### What the task requires
Output all of the data below exactly as given.

### Records shown
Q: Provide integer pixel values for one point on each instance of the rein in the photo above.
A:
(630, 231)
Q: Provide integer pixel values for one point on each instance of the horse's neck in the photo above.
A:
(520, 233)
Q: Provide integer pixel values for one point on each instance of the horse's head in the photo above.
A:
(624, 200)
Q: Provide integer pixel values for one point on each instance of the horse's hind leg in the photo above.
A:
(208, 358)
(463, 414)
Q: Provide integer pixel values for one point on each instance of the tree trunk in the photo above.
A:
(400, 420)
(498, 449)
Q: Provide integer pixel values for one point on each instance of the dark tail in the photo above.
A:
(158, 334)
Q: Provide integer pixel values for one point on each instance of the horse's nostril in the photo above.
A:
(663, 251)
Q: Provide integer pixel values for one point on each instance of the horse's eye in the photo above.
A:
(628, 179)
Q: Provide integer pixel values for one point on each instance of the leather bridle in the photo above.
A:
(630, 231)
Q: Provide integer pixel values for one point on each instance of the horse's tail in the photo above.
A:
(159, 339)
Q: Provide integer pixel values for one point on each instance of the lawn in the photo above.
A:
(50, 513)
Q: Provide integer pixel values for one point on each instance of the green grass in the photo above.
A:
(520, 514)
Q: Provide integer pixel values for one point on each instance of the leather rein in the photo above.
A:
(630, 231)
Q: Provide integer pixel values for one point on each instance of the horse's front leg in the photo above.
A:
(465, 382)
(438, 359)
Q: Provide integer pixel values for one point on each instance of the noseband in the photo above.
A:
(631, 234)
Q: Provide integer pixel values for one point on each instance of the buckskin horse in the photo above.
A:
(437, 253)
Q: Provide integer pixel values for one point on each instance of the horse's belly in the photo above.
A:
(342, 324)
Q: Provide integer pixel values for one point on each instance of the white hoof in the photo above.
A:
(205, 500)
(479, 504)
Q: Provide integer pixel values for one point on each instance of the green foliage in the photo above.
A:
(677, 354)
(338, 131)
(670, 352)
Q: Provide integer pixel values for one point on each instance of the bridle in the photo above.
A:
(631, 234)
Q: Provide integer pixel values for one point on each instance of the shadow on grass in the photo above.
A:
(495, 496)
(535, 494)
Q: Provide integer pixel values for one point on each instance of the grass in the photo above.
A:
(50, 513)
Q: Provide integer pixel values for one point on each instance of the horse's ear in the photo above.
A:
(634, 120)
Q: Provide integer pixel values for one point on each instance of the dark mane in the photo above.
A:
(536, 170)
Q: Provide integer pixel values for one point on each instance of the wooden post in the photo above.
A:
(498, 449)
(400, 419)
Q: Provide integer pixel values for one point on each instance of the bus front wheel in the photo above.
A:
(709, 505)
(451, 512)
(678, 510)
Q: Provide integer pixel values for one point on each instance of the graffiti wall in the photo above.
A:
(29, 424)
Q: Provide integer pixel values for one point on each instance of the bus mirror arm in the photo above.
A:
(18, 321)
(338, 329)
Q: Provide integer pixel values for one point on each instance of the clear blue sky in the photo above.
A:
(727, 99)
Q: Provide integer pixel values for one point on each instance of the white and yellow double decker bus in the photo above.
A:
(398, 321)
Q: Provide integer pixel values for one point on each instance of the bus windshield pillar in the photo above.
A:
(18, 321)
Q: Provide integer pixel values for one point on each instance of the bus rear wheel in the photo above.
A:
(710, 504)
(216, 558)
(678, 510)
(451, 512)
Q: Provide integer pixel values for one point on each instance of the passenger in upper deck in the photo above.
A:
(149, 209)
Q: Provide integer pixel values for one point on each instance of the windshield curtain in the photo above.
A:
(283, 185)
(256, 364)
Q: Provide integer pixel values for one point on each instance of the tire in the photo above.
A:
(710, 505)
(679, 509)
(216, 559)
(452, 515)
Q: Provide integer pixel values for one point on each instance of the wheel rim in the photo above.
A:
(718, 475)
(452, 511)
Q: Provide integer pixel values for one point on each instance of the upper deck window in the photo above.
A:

### Finished task
Q: Provide integer pixel values for one point on each instance of the rein in the photo above.
A:
(630, 231)
Q: Provide integer pixel values for one point on each instance of the horse's neck in the photo above.
A:
(520, 233)
Q: Provide integer pixel values for one point on each instance of the horse's head in the photo above.
A:
(624, 200)
Q: Provide integer pixel values for one point on each instance of the horse's hind leg in the photo above.
A:
(208, 358)
(463, 414)
Q: Provide integer pixel values for one point on each instance of the tree trunk in the photo above.
A:
(400, 420)
(498, 449)
Q: Provide integer pixel values for one point on each instance of the dark tail in the photo above.
A:
(158, 334)
Q: Provide integer pixel values for one point on each instance of the horse's nostril in the photo above.
A:
(663, 251)
Q: Provide integer pixel values for one point on each instance of the horse's eye in the photo above.
A:
(628, 179)
Q: Provide integer pixel values for one point on each instance of the leather bridle in the photo above.
A:
(630, 231)
Q: Provide integer pixel values for one point on each instance of the horse's tail in the photo above.
A:
(159, 339)
Q: Provide integer pixel values for one point on each instance of the lawn in the photo above.
A:
(50, 513)
Q: Provide integer pixel values for one point on each instance of the green grass in the photo above.
A:
(520, 514)
Q: Provide integer pixel values for one point on each instance of the leather rein in the photo above.
A:
(630, 231)
Q: Provide integer pixel values for one point on each instance of the horse's front leg in the photo above.
A:
(465, 382)
(438, 359)
Q: Provide integer pixel values for one point on each instance of the noseband in the photo above.
A:
(631, 234)
Q: Provide integer pixel values for one point on each instance of the buckskin horse in the photo above.
A:
(437, 253)
Q: Provide integer pixel values for one point on each instance of the horse's belly in the photo above.
A:
(342, 324)
Q: Provide integer pixel values for one point on each instance of the white hoof in the photo above.
A:
(205, 500)
(479, 504)
Q: Provide integer pixel values for one point on each instance of the green foliage in the photo above.
A:
(677, 354)
(338, 131)
(670, 352)
Q: Provide integer pixel values for one point on each instance of the bridle in the photo above.
A:
(631, 234)
Q: Provide integer pixel values for one point on each instance of the shadow on grass in the photo above.
A:
(495, 496)
(535, 494)
Q: Provide integer pixel values for one point on each instance of the grass in the photo above.
A:
(50, 513)
Q: Provide integer pixel values for one point on each instance of the horse's ear in the photo above.
A:
(634, 120)
Q: Provide integer pixel values for one point on each instance of the dark mane in the photo above.
A:
(536, 170)
Q: Provide integer pixel values for one point on each instance of the wooden post in the photo above.
A:
(498, 449)
(400, 419)
Q: Provide integer pixel values for one point on each instance of the bus front wheel in the photo above.
A:
(709, 505)
(451, 512)
(678, 510)
Q: Provide integer pixel values for one point on each instance of the graffiti wall in the photo above.
A:
(29, 424)
Q: Provide integer pixel values for one point on each instance of the bus mirror arm in the photo above.
A:
(18, 321)
(338, 329)
Q: Provide integer pixel values for one point on each instance of the clear blue sky in the photo above.
A:
(727, 99)
Q: Provide integer pixel values for one point on each instance of the white and yellow double decker bus in the photo above.
A:
(398, 321)
Q: Provide integer pixel values for one point on each instance of the bus windshield pillar in the photo above.
A:
(18, 321)
Q: Provide integer pixel values for one point on each instance of the bus rear wheel in the photo above.
A:
(710, 504)
(216, 558)
(678, 510)
(451, 512)
Q: Provide integer pixel values for one point on each instance of the passenger in upper deck in the photo above.
A:
(149, 209)
Q: Provide integer pixel values for one point on each instance of the windshield curtain in the photo above.
A:
(283, 185)
(256, 364)
Q: Provide integer pixel values for one point on each instance of the tire in the photo above.
A:
(710, 505)
(679, 509)
(216, 559)
(452, 515)
Q: Provide integer pixel values for one point on each instance of the wheel rim in the photo above.
A:
(718, 475)
(452, 511)
Q: Provide integer pixel values for one point on each instance of the upper deck window in the photo above.
A:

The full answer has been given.